Why is measuring open rates useful? Knowing how many people open your emails can help you calculate the conversion rate and know how successful your email campaigns are. You should use it as a comparative metric to see if your open rates are improving or not, and use it as a variable for other calculations. 

Some platforms calculate open rates by using total opens instead of unique opens. This inflates the open rate number as some people open their emails multiple times. Campaign Refinery uses a unique open rate calculation as it is the most consistent for use in evaluating actual performance.

Having high open rates means you’re doing something right – your subject lines are enticing, or your subscribers are loyal and want your messages. Low or declining open rates show your approach or timing might be off, or your email list could use a clean-up. You should know that an email counts as “opened” only if the contact receives all the images within it. So, slow internet, heavy visuals, or complex content could also be the reason behind low open rates, even though those contacts might have read the text without the images loaded. Try to perfect those subject lines and stick to simple solutions in terms of content for more accurate open rates. 

It’s good to know that open rates depend on deliverability – nobody can open an email they don’t receive. 

What’s a good open rate? A healthy open rate goes above 20%.

There are several categories of open rates you should consider as well. 


Mobile Open Rate

Mobile open rate shows the number of emails opened from mobile devices (phones and tablets). Since the majority of internet traffic is shifting to mobile, this is an increasingly important metric to observe. 

You may see an increase in mobile open rates during the weekend when people are less static in general. However, Apple’s Mail Privacy Protection (MPP) feature is likely to affect your measurements and stop you from tracking opens or seeing what operating system a subscriber is using. Therefore, you should know that the results — although relevant — may not be entirely accurate considering the inability to track mobile open rates for Apple Mail client users across all Apple platforms, including iOS, iPadOS, and macOS.


Domain Open Rate

Domain open rates will show what number of people using a specific email provider open your emails. This can tell you if your emails are coming through a particular system or if they’re having problems with a particular domain’s spam filters. Knowing this, you can work to improve your sender reputation, which makes the domain open rate an exceptionally important metric.

• THE EXERCISE
From the passage on email open rates, output the text between "Mobile open rate shows" and "iPadOS, and macOS.", inclusive, word for word. The listing has no role in this exercise.

• DATA LINES
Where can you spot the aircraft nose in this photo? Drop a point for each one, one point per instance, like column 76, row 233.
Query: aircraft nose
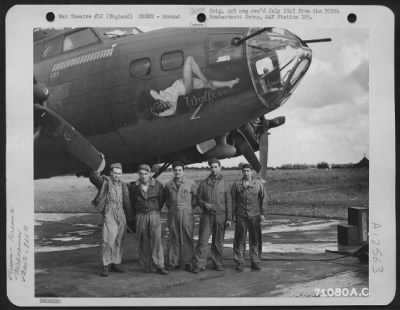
column 277, row 61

• TASK OUTPUT
Mobile open rate shows the number of emails opened from mobile devices (phones and tablets). Since the majority of internet traffic is shifting to mobile, this is an increasingly important metric to observe. 

You may see an increase in mobile open rates during the weekend when people are less static in general. However, Apple’s Mail Privacy Protection (MPP) feature is likely to affect your measurements and stop you from tracking opens or seeing what operating system a subscriber is using. Therefore, you should know that the results — although relevant — may not be entirely accurate considering the inability to track mobile open rates for Apple Mail client users across all Apple platforms, including iOS, iPadOS, and macOS.